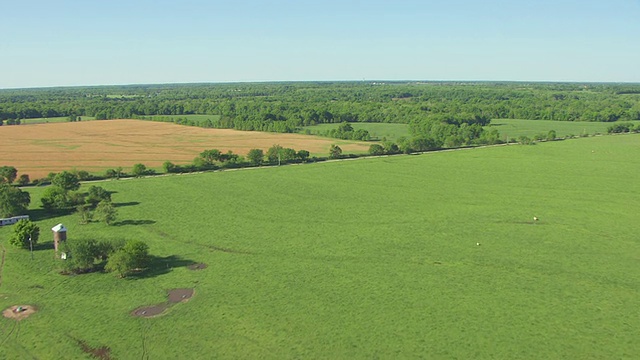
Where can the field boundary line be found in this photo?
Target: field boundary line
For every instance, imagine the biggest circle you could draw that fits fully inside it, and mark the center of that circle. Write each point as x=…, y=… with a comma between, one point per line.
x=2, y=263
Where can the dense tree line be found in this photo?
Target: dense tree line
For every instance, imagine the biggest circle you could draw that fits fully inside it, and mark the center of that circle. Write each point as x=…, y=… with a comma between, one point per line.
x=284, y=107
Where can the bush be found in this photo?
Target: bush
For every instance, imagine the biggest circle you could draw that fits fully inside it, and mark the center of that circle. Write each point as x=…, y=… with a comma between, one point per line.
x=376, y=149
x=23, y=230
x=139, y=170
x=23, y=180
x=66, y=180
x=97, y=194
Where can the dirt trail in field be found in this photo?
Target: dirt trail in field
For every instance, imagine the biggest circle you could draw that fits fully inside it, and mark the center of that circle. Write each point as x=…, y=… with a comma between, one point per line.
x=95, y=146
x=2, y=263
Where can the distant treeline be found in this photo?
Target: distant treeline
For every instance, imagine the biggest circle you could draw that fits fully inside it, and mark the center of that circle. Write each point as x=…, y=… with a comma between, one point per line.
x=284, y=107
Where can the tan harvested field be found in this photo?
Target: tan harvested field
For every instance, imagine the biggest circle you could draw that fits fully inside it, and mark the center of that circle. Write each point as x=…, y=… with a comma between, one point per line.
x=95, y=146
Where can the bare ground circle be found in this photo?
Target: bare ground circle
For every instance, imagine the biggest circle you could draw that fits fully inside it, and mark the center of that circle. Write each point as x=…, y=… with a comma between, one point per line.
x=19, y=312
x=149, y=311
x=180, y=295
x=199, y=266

━━━━━━

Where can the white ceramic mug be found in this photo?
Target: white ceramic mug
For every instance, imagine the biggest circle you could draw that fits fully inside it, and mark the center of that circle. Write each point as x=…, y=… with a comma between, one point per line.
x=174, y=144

━━━━━━

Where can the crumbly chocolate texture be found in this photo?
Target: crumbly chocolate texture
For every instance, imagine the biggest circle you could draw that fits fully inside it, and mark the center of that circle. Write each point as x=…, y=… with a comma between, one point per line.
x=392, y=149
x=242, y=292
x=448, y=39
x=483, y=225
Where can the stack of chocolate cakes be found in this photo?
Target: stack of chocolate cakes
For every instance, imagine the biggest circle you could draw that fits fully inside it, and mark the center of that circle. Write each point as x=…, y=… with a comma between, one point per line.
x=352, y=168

━━━━━━

• [PROBLEM]
Copy out everything in the listing from the line containing "Where can the tan" down to the line containing "x=199, y=266", renaming "bare ground circle" to "bare soil patch" and leaving all else untouched.

• [RESULT OF THE EXERCISE]
Where can the tan harvested field be found in this photo?
Target: tan harvested field
For every instance, imagine the biggest circle you could draw that fits fully inside it, and mark the center of that circle. Write each point as x=…, y=… with a comma between, one point per line.
x=95, y=146
Where can the bare soil patch be found in this photo?
Target: bare soil patch
For every instance, imagine the biggest circle you could draw that fits fully inside it, and mark the center of that circle. Write each point as x=…, y=… with a comma between, one point per line.
x=19, y=312
x=149, y=311
x=180, y=295
x=199, y=266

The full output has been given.